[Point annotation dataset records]
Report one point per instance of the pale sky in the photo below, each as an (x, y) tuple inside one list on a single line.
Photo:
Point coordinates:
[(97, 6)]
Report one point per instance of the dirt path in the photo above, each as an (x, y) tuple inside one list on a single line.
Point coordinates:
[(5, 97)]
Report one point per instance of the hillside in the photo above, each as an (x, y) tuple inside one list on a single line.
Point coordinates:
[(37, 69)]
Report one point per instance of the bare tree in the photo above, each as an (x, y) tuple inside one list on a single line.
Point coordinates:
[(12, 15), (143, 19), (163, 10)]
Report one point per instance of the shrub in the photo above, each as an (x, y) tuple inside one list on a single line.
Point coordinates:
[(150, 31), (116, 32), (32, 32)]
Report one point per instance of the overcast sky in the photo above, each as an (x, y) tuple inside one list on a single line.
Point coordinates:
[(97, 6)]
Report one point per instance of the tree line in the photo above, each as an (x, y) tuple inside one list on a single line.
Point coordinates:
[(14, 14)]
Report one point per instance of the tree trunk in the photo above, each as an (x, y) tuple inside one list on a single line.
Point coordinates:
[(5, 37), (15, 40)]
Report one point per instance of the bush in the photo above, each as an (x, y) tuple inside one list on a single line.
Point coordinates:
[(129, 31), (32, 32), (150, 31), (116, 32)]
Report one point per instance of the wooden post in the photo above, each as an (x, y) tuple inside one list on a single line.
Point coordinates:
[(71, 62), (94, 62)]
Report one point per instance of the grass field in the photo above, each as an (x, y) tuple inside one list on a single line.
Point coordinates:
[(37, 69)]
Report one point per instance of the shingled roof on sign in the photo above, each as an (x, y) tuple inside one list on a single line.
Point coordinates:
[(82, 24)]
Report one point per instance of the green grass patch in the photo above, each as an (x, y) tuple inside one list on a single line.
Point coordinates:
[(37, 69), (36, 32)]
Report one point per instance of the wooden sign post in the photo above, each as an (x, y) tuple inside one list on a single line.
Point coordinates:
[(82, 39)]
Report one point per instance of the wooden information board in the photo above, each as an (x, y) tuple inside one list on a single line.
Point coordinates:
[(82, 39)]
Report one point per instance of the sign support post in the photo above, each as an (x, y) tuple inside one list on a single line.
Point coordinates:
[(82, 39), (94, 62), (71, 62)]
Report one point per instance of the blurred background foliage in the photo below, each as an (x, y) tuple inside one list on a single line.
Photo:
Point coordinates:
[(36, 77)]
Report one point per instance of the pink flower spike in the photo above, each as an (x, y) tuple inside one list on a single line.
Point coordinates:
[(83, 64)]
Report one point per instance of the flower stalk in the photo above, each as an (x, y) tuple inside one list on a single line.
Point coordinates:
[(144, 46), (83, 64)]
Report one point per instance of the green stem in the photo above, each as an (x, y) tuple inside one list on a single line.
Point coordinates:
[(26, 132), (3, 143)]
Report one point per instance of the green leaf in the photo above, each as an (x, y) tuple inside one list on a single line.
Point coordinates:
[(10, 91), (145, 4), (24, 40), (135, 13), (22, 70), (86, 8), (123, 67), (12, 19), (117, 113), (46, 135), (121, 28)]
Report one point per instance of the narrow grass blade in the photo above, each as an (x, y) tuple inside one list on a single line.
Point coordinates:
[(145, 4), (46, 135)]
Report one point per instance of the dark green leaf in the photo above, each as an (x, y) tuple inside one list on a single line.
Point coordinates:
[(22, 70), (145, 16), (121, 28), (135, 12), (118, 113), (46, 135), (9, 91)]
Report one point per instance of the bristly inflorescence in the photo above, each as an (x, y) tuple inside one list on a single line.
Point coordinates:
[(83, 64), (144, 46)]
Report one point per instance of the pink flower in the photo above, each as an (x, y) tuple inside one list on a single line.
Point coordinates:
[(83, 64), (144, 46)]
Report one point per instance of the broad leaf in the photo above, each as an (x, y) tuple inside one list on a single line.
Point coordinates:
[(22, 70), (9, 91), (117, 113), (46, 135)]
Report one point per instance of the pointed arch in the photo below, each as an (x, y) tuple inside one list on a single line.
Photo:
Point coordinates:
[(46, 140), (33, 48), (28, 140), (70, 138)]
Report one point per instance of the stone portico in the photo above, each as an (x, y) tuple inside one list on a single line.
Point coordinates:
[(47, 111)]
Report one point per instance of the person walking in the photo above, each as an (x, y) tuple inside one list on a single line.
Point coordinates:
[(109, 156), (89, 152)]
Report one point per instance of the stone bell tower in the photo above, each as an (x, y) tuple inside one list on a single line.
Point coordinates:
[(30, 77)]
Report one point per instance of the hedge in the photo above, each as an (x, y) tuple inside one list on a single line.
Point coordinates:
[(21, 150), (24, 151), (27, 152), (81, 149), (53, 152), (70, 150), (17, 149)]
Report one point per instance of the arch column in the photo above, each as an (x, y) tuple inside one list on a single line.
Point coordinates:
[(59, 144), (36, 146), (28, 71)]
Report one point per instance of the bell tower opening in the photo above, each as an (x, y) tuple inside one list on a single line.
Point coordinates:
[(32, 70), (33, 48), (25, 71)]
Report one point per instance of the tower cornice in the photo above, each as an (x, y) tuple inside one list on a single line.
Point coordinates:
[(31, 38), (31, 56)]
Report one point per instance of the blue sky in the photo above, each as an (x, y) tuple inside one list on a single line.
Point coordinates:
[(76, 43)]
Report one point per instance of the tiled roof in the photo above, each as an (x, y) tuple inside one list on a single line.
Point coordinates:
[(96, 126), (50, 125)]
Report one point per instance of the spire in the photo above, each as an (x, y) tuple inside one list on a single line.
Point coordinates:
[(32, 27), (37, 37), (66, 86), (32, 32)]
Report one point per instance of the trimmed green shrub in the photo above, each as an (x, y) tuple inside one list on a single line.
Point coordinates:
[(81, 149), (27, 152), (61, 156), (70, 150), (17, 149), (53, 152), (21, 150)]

• [WHAT THE TASK REQUIRES]
Please convert everything above, from the line containing "Report one point per instance of the green leaf" down to the line containing "[(47, 111)]", both included, into a numbered list with one line per item, leaving out blank lines and any other rows.

• [TASK ANSWER]
1. Report one point per instance of the green leaf in the photo above, each as an (x, y) tuple inside one list on a single line.
2. Point coordinates:
3. [(10, 91), (145, 4), (24, 40), (135, 13), (22, 70), (86, 8), (123, 67), (12, 19), (117, 113), (46, 135), (121, 28)]
4. Report one point per instance of the narrow grass blade in the photo above, each as an (x, y) tuple inside one list on a single line.
5. Point coordinates:
6. [(145, 4), (46, 135)]
7. Report one point per instance of the dark green leaf in the photo above, each as an (x, y) tuple inside one list on a single line.
8. Point coordinates:
9. [(22, 70), (145, 16), (121, 28), (135, 12), (118, 113), (46, 135), (9, 91)]
10. Report one point per instance of the bristly inflorescence in the photo above, each as an (x, y) tuple inside one list on a single line.
11. Point coordinates:
12. [(83, 64), (144, 46)]
13. Report one point per instance of the pink flower in the photo above, each as an (x, y) tuple inside one list on a single line.
14. Point coordinates:
15. [(83, 64), (144, 46)]
16. Report one point per instance of the broad leaf in the photo above, each as an (x, y) tuple inside one list on a single line.
17. Point coordinates:
18. [(22, 70), (9, 91), (117, 113), (46, 135)]
19. Report one point per instance of the pointed arch in the photo below, each as an (x, y) tuple inside one list on a single line.
20. Photo:
21. Point coordinates:
22. [(46, 140), (33, 48), (28, 140), (70, 138)]
23. Report one point per instance of the stone portico in the photo above, each as an (x, y) tuple inside one list on a single line.
24. Point coordinates:
25. [(47, 111)]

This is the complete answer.